What needs to be done:
It is required that all of the data be written out exactly.

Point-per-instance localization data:
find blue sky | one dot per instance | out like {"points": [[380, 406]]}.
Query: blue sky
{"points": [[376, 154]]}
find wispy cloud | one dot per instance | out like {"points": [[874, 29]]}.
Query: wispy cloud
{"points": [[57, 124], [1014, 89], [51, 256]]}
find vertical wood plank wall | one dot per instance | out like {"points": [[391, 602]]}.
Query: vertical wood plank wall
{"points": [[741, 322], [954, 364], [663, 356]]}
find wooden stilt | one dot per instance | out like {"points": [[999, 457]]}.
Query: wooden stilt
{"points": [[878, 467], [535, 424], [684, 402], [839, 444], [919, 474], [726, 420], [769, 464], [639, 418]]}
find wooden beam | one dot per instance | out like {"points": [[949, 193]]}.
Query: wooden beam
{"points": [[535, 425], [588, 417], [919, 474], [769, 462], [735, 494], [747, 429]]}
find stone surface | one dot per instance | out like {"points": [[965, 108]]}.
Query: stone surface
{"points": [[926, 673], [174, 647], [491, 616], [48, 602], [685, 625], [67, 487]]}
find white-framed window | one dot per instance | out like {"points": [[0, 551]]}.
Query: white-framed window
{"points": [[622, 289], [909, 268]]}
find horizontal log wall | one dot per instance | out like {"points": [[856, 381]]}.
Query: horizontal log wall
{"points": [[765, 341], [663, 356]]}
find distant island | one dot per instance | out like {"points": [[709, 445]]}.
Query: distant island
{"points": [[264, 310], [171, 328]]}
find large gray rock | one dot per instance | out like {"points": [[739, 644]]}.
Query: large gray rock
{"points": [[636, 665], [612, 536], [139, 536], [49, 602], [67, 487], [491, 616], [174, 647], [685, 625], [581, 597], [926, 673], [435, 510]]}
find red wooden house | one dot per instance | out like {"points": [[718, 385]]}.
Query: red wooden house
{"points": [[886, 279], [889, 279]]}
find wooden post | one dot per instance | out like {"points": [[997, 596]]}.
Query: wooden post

Answer box:
find blue sky | one dot per instance | out like {"points": [[380, 406]]}.
Query: blue sky
{"points": [[376, 154]]}
find wispy cloud | one dot per instance | out like {"points": [[874, 29]]}.
Query: wispy cloud
{"points": [[57, 124], [1014, 89], [51, 256]]}
find vertical wood plank wall | one dot per instance | out like {"points": [[391, 602]]}.
Query: vertical wood plank wall
{"points": [[741, 322], [954, 364], [663, 356]]}
find wooden stilt | one dot per instance | out like {"points": [[999, 457]]}.
Query: wooden stilt
{"points": [[878, 467], [535, 424], [684, 402], [839, 444], [919, 474], [726, 420], [769, 464], [639, 418]]}
find wooden beam | one dot per instance | out like {"points": [[949, 193]]}.
Query: wooden beam
{"points": [[535, 425], [588, 417], [919, 474], [769, 462], [735, 494], [747, 429]]}
find stone surface | one dot per instance | out like {"points": [[965, 108]]}.
Query: stone surface
{"points": [[926, 673], [174, 647], [491, 616], [48, 602], [685, 625], [67, 487]]}
find white-framed window | one dot per instance | out like {"points": [[0, 551]]}.
Query: white-framed window
{"points": [[622, 289], [909, 268]]}
find horizontal log wall | one dot per instance | out like {"points": [[856, 381]]}.
Query: horizontal log wall
{"points": [[765, 341], [663, 356]]}
find distant island | one dot per instance | out like {"points": [[709, 445]]}.
Query: distant island
{"points": [[264, 310], [171, 328]]}
find large gray rock | one dot per instance | out like {"points": [[739, 644]]}.
Query: large gray rock
{"points": [[636, 665], [612, 536], [139, 536], [49, 602], [67, 487], [491, 616], [174, 647], [685, 625], [581, 597], [926, 673], [435, 510]]}
find red wooden house | one dot per instance | out like {"points": [[718, 385]]}.
Query: red wooden house
{"points": [[886, 279], [889, 279]]}
find wooden post | one dot per instance | out like {"points": [[997, 596]]}.
Query: wooden post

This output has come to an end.